-- Consigne donnée 1 --
Extrais toutes les lignes ci-dessous qui contiennent le mot « wooden ».

━━━ Bloc de texte ━━━

La Convention de Berne doit être amendée sans délai

Le Conseil des Etats est pour la réduction de la protection des grands prédateurs

Interview du conseiller aux Etats René Imoberdorf

thk. L’introduction des soi-disant grands prédateurs (ours, loup, lynx) en Suisse a causé de grands problèmes dont les victimes sont avant tout les éleveurs de moutons et les chasseurs. Le projet de réintroduction qui aurait dû être passé en force sous la direction du conseiller fédéral démissionnaire Moritz Leuenberger, poursuivait entre autres le but de rendre la vie difficile pour les paysans de montagne et de mettre la «biodiversité» au-dessus des ­hommes. Surtout dans les cantons concernés, le fait que Leuenberger se mette à disposition d’une «politique de la nature» mise en scène par l’UE provoqua de plus en plus de résistance. Au sein des Chambres fédérales, quelques représentants lancèrent avec succès des attaques destinées à barrer la route aux ambitions de Leuenberger.

━━━

-- Consigne donnée 2 --
Résume en deux phrases l'article sur la protection des grands prédateurs.

━━━ Entrées fournies ━━━

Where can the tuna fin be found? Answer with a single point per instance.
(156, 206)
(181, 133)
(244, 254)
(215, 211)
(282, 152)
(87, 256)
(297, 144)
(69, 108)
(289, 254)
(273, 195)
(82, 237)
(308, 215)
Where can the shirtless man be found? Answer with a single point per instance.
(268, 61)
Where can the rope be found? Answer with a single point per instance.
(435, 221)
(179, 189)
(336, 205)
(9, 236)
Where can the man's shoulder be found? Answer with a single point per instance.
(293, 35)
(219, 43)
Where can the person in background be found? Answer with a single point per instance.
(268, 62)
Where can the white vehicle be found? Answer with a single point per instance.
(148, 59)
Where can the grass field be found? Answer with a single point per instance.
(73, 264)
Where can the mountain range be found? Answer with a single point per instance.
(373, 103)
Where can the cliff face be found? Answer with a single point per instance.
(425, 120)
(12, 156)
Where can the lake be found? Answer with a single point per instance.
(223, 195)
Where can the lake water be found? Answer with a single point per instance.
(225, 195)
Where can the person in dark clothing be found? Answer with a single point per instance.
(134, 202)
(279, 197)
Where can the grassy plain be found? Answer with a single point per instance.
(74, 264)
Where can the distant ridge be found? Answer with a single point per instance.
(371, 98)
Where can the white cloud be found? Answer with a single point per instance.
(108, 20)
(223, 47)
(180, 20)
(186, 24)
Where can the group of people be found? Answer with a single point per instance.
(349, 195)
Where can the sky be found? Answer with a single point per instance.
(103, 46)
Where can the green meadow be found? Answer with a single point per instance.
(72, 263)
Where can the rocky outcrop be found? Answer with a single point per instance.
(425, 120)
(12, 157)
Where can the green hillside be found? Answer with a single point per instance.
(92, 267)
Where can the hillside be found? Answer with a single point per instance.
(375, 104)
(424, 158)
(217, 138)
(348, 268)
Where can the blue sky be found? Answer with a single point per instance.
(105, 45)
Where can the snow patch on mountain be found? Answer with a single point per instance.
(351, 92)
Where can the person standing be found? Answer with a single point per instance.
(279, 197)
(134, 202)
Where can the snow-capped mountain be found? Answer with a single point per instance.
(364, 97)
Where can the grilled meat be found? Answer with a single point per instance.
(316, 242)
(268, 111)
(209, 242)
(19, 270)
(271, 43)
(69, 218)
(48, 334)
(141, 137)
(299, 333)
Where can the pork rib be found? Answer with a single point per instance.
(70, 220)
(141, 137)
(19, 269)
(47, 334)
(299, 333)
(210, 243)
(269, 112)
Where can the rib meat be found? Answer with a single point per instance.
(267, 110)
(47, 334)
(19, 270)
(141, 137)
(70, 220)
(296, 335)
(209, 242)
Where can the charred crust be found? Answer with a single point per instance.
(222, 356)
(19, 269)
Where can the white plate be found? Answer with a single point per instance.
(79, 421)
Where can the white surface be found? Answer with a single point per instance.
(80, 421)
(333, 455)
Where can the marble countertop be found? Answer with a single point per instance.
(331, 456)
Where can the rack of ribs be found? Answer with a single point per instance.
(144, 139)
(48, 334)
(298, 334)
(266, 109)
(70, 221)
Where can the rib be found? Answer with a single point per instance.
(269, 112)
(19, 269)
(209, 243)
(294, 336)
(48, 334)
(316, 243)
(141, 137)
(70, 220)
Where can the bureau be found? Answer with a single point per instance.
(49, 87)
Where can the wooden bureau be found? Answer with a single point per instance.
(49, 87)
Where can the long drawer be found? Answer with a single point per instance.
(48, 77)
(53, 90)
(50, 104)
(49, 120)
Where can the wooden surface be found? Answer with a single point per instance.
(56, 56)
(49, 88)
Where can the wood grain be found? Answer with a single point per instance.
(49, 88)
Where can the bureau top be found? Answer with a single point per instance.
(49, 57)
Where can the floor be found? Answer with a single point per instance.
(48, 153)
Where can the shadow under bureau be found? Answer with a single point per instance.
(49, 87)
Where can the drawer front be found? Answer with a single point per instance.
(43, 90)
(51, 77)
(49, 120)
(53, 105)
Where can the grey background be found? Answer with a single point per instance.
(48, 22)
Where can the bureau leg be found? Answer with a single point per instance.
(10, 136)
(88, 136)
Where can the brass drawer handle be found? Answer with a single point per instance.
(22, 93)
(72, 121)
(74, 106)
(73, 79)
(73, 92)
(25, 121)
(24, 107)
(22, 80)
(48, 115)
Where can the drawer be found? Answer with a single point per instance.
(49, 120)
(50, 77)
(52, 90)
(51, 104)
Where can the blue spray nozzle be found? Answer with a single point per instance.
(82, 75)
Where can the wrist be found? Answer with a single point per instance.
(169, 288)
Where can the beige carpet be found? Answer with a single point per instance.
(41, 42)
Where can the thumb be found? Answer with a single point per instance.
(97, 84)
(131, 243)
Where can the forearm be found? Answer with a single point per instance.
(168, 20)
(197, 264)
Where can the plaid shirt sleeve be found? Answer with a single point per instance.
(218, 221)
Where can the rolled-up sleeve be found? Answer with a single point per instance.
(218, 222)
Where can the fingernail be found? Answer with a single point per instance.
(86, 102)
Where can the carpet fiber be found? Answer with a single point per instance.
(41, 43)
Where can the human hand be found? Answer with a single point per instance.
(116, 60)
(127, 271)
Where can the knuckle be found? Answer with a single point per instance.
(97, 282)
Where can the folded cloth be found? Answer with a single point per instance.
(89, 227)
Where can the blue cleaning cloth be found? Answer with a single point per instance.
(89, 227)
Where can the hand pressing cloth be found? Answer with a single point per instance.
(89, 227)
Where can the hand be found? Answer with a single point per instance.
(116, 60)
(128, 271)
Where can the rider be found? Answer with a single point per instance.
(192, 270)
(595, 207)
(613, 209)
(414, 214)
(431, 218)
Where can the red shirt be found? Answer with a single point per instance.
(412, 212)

━━━

-- Réponse 1 --
Where can the wooden bureau be found? Answer with a single point per instance.
Where can the wooden surface be found? Answer with a single point per instance.

-- Réponse 2 --
D'après l'article, l'introduction en Suisse des grands prédateurs (ours, loup, lynx) a causé de grands problèmes, dont les victimes sont avant tout les éleveurs de moutons et les chasseurs. Le projet de réintroduction, mené sous la direction du conseiller fédéral Moritz Leuenberger, a provoqué de plus en plus de résistance dans les cantons concernés, et quelques représentants aux Chambres fédérales ont lancé avec succès des attaques pour barrer la route à ses ambitions.